Data to examine:
= = =

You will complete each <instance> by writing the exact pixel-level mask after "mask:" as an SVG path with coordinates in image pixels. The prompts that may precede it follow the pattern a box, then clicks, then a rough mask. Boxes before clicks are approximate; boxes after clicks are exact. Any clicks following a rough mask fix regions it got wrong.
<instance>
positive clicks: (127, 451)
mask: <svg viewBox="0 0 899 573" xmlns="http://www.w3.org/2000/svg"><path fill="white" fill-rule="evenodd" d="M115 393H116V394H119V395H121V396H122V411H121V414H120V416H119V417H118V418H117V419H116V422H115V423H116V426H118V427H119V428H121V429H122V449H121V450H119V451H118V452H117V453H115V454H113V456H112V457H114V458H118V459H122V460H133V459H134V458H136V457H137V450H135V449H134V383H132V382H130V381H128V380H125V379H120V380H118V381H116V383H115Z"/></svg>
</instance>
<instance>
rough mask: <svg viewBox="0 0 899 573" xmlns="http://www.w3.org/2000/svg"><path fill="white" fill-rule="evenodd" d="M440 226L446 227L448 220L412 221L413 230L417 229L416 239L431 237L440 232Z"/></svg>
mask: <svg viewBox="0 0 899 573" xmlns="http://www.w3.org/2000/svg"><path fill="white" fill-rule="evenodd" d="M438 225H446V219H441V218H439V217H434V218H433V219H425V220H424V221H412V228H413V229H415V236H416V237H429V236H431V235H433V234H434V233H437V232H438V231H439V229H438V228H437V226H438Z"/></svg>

= = =

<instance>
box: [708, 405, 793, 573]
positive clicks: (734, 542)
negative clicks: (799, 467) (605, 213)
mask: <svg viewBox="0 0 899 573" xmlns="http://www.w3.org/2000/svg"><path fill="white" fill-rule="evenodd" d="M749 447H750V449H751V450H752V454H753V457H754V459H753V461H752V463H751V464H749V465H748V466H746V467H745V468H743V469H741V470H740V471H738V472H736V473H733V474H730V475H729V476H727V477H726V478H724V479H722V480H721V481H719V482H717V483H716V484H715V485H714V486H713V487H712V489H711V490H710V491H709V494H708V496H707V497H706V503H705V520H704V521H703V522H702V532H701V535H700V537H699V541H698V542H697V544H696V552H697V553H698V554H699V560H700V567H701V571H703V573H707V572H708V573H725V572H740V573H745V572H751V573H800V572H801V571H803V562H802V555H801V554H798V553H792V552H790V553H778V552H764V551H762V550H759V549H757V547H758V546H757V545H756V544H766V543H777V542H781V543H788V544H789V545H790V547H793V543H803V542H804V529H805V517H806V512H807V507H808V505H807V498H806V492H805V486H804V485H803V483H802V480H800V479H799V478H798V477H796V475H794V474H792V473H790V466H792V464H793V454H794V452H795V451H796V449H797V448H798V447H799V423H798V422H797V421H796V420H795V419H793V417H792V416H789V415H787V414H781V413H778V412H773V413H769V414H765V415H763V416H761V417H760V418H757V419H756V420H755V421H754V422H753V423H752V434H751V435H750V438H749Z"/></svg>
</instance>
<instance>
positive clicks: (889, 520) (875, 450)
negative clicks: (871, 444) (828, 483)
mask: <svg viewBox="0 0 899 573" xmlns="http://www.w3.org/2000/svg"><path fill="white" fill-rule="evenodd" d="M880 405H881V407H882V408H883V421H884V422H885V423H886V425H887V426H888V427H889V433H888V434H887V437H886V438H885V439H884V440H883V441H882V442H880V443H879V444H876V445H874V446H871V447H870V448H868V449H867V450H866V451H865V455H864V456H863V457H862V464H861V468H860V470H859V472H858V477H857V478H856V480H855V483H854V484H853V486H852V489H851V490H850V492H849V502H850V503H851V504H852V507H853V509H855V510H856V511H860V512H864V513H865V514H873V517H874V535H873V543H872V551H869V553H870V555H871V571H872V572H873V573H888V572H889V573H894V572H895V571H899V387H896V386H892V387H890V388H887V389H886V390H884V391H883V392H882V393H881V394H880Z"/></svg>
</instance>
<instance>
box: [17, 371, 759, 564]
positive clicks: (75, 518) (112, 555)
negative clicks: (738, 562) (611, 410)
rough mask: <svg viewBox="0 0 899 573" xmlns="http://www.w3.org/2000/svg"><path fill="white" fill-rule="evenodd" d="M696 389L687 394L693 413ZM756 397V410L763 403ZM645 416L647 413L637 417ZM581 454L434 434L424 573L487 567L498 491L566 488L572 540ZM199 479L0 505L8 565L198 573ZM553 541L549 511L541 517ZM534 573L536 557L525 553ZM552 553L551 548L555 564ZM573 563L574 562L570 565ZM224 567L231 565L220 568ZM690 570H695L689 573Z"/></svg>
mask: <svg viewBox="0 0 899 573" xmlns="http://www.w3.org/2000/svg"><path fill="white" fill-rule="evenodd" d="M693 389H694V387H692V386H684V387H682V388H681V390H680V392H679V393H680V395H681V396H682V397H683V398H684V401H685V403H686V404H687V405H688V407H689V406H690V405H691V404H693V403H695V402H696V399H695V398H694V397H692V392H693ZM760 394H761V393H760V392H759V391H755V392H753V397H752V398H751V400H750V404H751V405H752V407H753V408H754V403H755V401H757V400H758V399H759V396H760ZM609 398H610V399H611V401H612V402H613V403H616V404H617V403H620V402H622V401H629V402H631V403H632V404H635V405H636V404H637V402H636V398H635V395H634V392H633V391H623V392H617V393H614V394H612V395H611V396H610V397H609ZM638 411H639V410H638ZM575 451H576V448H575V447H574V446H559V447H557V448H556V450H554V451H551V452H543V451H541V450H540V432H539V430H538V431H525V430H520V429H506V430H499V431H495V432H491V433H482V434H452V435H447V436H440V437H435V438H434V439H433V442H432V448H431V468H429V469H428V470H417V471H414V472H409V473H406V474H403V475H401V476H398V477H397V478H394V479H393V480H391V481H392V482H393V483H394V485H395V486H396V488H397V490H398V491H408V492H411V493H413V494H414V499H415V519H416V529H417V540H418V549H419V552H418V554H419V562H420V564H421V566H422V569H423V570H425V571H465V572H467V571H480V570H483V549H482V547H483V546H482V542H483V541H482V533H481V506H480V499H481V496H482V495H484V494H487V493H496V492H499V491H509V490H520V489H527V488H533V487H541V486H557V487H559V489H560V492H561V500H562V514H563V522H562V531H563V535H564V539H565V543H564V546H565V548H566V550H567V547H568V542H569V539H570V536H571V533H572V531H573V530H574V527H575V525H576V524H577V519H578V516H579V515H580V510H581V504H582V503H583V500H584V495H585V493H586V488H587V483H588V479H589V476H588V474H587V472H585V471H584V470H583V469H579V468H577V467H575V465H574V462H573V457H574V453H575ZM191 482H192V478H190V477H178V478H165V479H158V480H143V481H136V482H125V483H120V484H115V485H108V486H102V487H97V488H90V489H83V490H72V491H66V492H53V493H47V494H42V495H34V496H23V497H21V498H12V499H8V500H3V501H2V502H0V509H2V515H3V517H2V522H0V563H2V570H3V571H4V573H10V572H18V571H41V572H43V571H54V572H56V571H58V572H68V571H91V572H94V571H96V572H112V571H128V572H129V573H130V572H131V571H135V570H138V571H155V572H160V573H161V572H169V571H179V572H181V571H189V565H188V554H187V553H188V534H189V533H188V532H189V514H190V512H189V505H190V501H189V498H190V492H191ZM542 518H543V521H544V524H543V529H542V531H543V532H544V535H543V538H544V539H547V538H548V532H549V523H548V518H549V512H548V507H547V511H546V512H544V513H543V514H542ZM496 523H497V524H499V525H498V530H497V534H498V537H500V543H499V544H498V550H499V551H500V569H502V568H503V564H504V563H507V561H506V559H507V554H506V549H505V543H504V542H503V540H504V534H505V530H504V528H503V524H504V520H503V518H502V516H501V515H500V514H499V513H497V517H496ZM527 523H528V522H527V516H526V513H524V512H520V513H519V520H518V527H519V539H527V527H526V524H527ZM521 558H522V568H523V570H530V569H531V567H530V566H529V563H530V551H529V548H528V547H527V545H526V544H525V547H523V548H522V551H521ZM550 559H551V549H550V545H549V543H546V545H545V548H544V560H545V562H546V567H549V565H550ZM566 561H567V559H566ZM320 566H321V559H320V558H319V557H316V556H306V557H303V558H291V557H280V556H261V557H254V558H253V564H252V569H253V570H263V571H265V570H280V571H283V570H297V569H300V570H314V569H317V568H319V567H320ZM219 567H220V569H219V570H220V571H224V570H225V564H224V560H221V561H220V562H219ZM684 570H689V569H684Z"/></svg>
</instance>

= = =

Print the lines above from the one with "positive clicks: (889, 520) (875, 450)" through the one with "negative clicks: (738, 562) (611, 410)", both included, exactly as written and nothing more.

positive clicks: (889, 520) (875, 450)
negative clicks: (871, 444) (828, 483)
mask: <svg viewBox="0 0 899 573" xmlns="http://www.w3.org/2000/svg"><path fill="white" fill-rule="evenodd" d="M880 405H881V407H882V408H883V421H884V422H885V423H886V425H887V426H888V427H889V433H888V434H887V437H886V438H885V439H884V440H883V441H882V442H880V443H879V444H876V445H874V446H871V447H870V448H868V449H867V450H866V451H865V455H864V456H863V457H862V464H861V468H860V470H859V472H858V477H857V478H856V480H855V483H854V484H853V486H852V489H851V490H850V492H849V502H850V503H851V504H852V507H853V509H855V510H856V511H860V512H864V513H865V514H873V517H874V535H873V543H872V551H869V553H870V555H871V571H872V572H873V573H888V572H889V573H894V572H895V571H899V387H896V386H892V387H890V388H887V389H886V390H884V391H883V392H882V393H881V394H880Z"/></svg>
</instance>
<instance>
box: [17, 371, 759, 564]
positive clicks: (75, 518) (112, 555)
negative clicks: (738, 562) (611, 410)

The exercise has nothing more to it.